- _Problem requirements_: In the data below, which lines hold the word "with"? Copy them.

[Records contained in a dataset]
Content starts

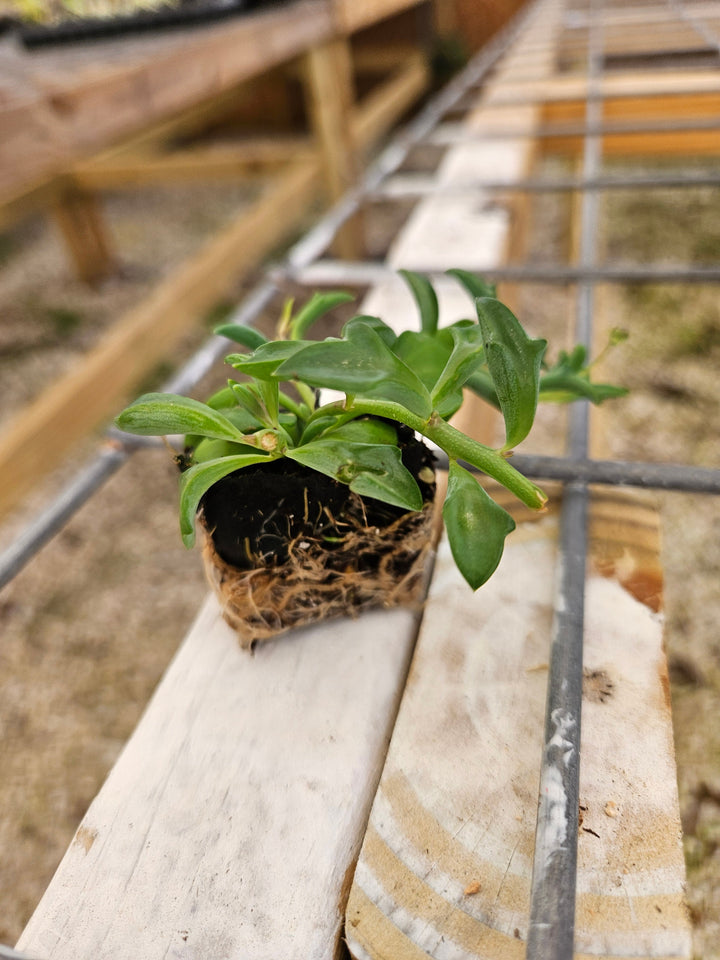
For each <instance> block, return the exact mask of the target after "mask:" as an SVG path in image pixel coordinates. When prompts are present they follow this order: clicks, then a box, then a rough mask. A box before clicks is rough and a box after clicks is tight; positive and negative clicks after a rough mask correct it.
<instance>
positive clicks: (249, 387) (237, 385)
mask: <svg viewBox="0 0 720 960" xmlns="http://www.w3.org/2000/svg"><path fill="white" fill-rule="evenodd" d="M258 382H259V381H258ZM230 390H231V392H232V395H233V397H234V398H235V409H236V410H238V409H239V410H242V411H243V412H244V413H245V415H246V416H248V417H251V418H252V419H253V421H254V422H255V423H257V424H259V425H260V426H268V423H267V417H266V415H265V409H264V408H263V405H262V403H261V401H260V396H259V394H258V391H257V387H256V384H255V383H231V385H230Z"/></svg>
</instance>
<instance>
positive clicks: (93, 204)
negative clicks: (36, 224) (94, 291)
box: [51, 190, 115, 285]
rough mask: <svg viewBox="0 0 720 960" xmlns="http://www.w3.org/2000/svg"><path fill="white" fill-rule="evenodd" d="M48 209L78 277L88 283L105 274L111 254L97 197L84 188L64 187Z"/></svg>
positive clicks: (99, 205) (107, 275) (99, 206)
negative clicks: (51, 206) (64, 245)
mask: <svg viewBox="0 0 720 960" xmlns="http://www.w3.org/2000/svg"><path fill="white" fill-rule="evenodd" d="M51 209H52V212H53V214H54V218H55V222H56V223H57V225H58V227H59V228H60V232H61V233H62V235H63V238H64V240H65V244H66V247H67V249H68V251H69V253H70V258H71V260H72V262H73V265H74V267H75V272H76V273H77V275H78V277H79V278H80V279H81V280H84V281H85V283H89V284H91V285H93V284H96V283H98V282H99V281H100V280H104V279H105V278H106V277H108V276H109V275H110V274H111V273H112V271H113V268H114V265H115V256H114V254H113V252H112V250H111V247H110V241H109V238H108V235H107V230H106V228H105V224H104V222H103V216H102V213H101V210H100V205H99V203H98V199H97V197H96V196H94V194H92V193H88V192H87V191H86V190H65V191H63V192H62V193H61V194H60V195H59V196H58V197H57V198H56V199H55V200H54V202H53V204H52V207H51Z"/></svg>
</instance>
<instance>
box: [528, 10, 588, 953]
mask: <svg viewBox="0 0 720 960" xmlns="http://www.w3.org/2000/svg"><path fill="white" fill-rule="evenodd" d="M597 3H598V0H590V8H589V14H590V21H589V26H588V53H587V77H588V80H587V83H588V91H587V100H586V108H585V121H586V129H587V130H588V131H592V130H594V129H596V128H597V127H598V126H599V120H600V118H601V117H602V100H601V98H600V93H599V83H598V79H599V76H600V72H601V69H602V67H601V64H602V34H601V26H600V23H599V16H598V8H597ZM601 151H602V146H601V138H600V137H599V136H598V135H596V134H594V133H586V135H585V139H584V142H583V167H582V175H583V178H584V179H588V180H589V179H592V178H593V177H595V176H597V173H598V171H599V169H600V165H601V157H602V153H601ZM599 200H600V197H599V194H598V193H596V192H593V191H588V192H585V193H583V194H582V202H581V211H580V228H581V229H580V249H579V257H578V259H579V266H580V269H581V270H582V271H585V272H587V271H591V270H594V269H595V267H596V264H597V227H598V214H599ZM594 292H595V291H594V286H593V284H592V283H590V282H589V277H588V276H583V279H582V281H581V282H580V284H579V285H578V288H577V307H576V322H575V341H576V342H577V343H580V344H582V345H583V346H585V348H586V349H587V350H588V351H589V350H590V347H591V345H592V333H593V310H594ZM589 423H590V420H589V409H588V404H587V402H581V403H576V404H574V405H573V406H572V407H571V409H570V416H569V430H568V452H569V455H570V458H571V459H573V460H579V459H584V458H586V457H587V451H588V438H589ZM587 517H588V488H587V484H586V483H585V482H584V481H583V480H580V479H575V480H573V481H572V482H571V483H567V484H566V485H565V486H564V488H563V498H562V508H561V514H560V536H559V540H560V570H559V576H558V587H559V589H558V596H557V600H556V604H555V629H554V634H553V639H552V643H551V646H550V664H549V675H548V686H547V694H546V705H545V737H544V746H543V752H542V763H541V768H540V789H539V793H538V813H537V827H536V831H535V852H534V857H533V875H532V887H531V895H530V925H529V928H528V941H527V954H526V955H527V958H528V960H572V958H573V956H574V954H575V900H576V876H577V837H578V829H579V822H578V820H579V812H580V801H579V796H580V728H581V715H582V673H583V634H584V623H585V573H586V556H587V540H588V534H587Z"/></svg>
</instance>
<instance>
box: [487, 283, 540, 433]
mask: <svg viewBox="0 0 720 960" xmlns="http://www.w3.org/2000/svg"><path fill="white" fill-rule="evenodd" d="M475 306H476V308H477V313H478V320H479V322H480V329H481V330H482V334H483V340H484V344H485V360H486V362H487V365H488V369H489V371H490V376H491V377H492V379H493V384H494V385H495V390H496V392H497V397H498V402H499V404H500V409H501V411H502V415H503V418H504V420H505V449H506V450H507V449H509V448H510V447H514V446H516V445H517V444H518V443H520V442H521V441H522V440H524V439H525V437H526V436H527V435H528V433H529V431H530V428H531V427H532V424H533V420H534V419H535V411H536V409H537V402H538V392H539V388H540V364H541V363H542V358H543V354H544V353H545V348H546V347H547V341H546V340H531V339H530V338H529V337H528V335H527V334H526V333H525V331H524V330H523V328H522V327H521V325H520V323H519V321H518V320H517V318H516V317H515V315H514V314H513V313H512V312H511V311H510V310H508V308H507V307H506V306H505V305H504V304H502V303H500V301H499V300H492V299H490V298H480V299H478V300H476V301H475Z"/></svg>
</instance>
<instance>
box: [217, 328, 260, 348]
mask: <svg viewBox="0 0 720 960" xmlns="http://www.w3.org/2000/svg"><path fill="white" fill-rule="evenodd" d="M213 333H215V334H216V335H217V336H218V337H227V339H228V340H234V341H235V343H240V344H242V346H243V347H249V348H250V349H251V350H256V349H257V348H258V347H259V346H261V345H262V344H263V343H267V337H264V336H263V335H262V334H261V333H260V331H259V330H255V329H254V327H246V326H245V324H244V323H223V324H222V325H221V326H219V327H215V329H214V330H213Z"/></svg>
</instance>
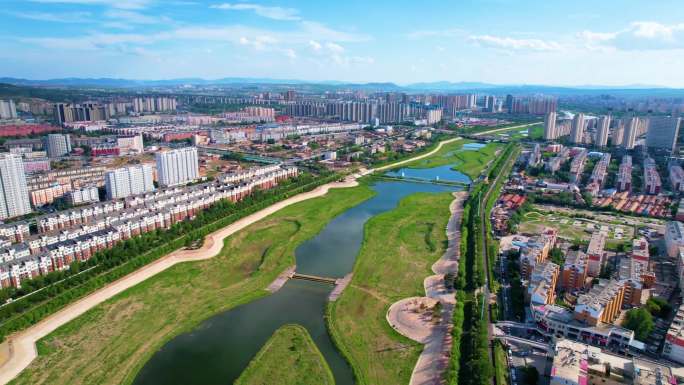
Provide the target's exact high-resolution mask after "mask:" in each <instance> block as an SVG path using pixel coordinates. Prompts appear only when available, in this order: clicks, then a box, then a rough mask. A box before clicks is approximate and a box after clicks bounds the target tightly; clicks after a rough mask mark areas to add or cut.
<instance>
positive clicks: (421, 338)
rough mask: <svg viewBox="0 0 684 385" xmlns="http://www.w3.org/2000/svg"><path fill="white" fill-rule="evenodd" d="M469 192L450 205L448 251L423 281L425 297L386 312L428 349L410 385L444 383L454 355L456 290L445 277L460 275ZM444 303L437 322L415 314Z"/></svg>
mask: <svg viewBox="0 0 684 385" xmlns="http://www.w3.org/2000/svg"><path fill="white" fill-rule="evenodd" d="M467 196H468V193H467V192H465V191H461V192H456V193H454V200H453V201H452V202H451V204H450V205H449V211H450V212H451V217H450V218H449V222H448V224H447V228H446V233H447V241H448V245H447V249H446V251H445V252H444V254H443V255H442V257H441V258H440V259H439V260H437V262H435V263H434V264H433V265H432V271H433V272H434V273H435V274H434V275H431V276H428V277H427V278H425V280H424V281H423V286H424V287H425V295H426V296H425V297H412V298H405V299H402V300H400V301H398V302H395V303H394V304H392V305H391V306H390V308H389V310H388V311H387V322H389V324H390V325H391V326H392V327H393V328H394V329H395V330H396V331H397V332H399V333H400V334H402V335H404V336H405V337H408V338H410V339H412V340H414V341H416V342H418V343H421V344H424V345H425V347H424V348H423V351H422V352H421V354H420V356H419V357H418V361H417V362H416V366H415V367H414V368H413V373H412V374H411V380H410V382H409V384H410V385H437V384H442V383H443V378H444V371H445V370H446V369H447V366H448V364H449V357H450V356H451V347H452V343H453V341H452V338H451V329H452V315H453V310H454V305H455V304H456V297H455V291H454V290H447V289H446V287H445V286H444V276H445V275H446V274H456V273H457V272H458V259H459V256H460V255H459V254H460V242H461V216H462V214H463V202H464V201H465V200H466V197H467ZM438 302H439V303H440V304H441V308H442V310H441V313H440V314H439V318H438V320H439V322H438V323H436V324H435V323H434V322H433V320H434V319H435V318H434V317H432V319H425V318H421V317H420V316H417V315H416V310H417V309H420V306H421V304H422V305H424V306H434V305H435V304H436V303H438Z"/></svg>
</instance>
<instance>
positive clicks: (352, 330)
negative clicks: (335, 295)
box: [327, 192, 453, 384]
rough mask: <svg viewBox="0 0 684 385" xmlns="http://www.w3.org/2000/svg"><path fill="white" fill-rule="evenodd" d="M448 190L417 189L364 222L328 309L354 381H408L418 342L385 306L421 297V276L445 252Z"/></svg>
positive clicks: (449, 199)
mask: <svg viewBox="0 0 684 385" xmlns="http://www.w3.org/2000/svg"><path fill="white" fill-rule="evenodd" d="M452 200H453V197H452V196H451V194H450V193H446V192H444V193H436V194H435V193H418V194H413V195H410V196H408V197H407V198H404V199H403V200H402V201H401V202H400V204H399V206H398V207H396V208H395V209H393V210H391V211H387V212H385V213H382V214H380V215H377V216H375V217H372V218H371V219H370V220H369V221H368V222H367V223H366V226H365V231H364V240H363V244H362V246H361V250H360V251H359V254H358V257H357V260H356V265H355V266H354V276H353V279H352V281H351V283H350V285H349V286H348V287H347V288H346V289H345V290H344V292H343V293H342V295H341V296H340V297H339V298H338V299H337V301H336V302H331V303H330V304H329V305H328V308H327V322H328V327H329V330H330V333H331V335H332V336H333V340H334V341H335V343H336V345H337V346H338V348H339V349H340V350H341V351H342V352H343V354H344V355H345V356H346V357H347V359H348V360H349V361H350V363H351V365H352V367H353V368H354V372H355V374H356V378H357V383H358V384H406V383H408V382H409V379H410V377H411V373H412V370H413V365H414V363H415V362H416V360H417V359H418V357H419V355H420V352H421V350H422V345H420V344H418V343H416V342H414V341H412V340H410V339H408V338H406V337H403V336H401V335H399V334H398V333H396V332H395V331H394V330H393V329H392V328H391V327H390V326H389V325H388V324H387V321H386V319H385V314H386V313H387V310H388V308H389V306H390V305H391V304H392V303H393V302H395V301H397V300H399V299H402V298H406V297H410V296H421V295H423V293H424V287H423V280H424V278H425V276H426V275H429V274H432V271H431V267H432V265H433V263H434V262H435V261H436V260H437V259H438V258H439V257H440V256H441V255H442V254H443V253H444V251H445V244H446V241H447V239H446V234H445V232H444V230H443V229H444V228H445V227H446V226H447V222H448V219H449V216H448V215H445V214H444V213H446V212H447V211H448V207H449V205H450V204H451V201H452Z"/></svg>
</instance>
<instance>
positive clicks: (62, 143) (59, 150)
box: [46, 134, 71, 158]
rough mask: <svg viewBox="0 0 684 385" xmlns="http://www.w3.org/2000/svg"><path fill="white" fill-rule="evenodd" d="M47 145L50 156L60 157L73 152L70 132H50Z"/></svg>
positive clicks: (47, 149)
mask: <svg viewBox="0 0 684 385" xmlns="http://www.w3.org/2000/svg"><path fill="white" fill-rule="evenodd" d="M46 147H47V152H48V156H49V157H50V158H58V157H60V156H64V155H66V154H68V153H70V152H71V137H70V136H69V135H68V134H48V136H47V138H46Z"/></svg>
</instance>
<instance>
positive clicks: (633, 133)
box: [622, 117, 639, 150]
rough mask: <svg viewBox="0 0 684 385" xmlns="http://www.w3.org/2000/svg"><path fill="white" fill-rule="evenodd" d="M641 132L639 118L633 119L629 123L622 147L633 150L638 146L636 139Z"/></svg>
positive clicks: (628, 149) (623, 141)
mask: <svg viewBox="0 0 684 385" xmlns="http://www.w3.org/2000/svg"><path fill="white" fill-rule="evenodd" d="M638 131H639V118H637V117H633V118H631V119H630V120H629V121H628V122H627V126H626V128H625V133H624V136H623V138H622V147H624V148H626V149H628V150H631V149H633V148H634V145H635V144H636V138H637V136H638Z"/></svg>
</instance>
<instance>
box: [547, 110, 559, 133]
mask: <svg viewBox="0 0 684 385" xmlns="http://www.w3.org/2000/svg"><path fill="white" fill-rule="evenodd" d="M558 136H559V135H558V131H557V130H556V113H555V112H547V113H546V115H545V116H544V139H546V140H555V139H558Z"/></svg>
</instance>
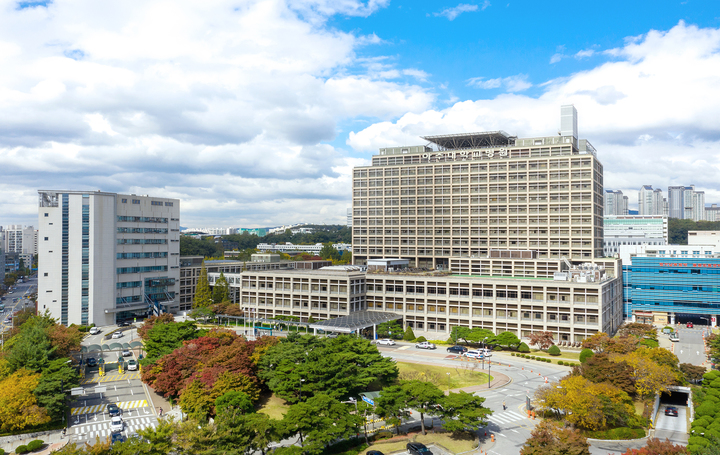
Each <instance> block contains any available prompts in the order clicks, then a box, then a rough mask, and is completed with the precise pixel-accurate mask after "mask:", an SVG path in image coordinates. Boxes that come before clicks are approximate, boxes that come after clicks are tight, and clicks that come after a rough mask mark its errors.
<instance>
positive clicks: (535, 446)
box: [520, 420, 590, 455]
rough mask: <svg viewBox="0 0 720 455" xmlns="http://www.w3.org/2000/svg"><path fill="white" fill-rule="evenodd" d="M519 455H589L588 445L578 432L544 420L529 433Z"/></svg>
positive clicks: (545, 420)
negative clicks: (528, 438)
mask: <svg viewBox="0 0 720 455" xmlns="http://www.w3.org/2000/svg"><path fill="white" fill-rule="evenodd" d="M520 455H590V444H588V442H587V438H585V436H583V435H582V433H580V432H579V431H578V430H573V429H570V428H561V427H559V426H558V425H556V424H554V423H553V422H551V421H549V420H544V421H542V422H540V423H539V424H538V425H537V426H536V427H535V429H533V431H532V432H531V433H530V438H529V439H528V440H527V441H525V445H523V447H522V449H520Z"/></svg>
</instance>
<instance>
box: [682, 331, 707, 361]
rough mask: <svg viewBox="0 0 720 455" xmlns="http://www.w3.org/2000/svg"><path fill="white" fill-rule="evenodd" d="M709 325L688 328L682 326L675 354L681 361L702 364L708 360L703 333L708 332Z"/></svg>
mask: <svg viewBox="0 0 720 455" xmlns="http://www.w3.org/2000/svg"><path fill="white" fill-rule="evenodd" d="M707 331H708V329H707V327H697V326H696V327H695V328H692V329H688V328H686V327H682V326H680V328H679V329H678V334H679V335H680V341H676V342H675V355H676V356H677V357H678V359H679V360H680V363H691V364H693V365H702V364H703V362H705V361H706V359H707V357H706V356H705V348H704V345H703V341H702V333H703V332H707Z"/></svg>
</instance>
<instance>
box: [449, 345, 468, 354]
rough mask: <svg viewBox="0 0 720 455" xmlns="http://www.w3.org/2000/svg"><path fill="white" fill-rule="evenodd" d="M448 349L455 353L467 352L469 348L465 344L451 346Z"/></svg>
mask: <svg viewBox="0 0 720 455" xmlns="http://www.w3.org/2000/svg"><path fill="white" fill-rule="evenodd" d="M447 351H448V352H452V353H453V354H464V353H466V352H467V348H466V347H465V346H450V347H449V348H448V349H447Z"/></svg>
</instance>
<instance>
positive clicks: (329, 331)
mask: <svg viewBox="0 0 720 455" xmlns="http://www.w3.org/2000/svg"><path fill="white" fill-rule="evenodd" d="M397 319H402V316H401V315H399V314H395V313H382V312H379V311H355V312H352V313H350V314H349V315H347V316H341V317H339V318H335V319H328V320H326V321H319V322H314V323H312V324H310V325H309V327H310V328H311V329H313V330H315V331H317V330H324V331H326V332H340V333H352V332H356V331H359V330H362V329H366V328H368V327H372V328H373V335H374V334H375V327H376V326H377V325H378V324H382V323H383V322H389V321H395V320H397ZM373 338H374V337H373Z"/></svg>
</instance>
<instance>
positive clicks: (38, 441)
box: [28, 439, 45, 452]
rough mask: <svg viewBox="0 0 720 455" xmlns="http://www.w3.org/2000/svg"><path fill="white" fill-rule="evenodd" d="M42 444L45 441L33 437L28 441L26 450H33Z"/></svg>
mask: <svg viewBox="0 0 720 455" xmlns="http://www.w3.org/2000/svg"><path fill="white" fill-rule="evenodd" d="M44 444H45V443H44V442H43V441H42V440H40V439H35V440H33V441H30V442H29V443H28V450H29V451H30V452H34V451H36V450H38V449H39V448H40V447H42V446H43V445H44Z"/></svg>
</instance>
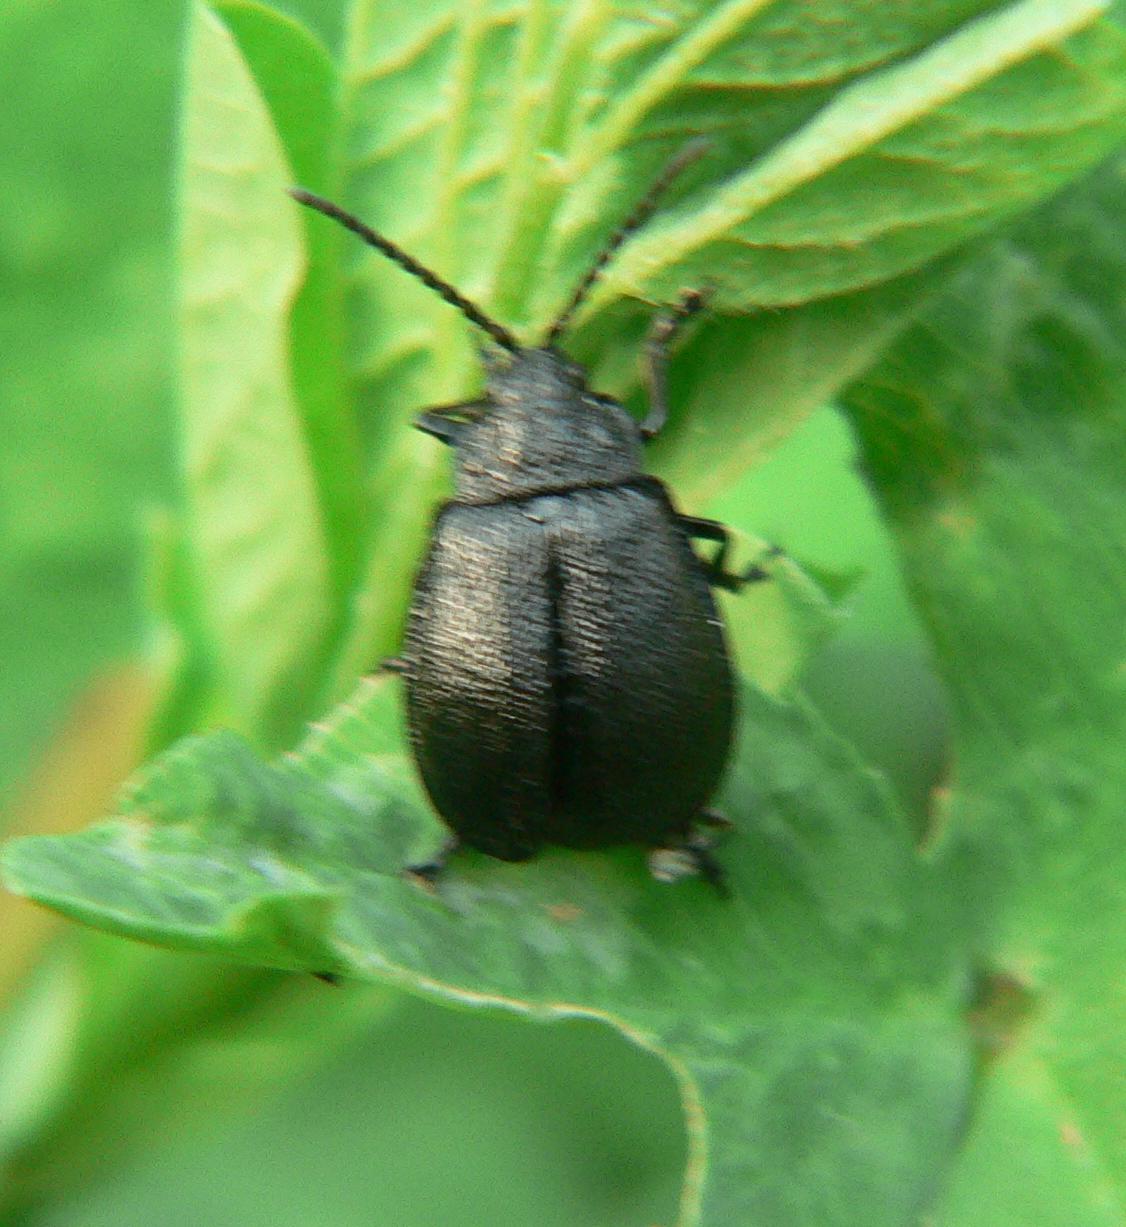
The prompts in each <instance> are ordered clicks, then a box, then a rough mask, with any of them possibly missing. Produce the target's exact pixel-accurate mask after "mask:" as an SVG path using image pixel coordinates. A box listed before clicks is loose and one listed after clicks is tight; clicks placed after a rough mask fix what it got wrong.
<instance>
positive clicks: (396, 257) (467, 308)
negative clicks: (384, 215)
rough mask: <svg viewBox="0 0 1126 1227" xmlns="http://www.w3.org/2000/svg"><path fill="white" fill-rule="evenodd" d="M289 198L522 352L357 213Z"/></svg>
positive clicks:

Content ends

- _Exercise solution_:
Each <instance> block contains any available prompts in the order clicks, then a box, then a rough mask, and is completed with the precise pixel-accurate mask after "mask:", an SVG path in image coordinates. Boxes that come before clicks are approximate, boxes that come after clicks are tight, and clicks that come after a rough mask mark its errors.
The prompts in each <instance> are ordered clicks, then a box, then a rough mask, with any of them possibly missing. Produce the target's exact pixel-accurate mask after "mask:" as an SVG path using image pixel coordinates. A box listed before clicks is loose and one listed after clicks is tight; clicks placed after a rough mask fix what it got wrong.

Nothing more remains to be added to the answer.